EXCERPT ::
== Segment start ==
Heart Attack, Type 2 Diabetes, & Your BMI

If you are trying to lose weight, you've probably heard of the body mass index, or BMI. Developed in the 1830s, this calculation was once considered the gold standard for determining a body's healthiest weight range. Now, however, the BMI is hotly contested, with many people, including medical professionals, calling it an inefficient system to gauge one's size.

But can BMI be used to gauge other risks? A new study published in JAMA Internal Medicine sought to find out.

Seeing (and Studying) Double

For this study, researchers at the Umeå University in Sweden analyzed over 4,000 sets of identical twins. The subjects, who ranged in age between 42 and 92, had identical DNA but different levels of body fat – and therefore different BMIs. The team conducted their research from 1998 to 2003, with an additional follow up in 2013.

What did they find?According to lead researcher Peter Nordström, Ph.D., “The fatter twin actually had a lower risk of myocardial infarction (heart attack) or death, although the risk of diabetes was higher.”

Breakdown by BMI

Let's look at Umeå University's findings by the numbers:

  • Among the twins with a higher BMI, there were a total of 203 heart attacks and 550 deaths between 2003 and 2013.
  • For the twins whose BMI were lower, heart attacks and deaths tallied in at 209 and 633, respectively.

Dr. Nordström explained that these findings reveal that “obesity does not seem to be associated with cardiovascular disease or death, at least not to an increased risk.” However, the team did note that the heavier twin was at an increased risk for the onset of type two diabetes – about twice as likely.

“What the study does show is that there's a strong association between obesity and diabetes,” the team wrote in a press release, “which leads us to conclude that weight reduction interventions can be more effective against diabetes than when it comes to reducing the risk of heart attack and mortality.”
== Segment end ==
DATA FOR ANALYSIS ::
== Segment start ==
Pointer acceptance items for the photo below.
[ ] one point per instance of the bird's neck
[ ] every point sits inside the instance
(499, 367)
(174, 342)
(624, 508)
== Segment end ==
WHAT IS REQUIRED :: From the twin study text above, extract the passage starting at "Heart Attack, Type" and ending at "to find out.", copied word for word.

EXERCISE RESULT ::
Heart Attack, Type 2 Diabetes, & Your BMI

If you are trying to lose weight, you've probably heard of the body mass index, or BMI. Developed in the 1830s, this calculation was once considered the gold standard for determining a body's healthiest weight range. Now, however, the BMI is hotly contested, with many people, including medical professionals, calling it an inefficient system to gauge one's size.

But can BMI be used to gauge other risks? A new study published in JAMA Internal Medicine sought to find out.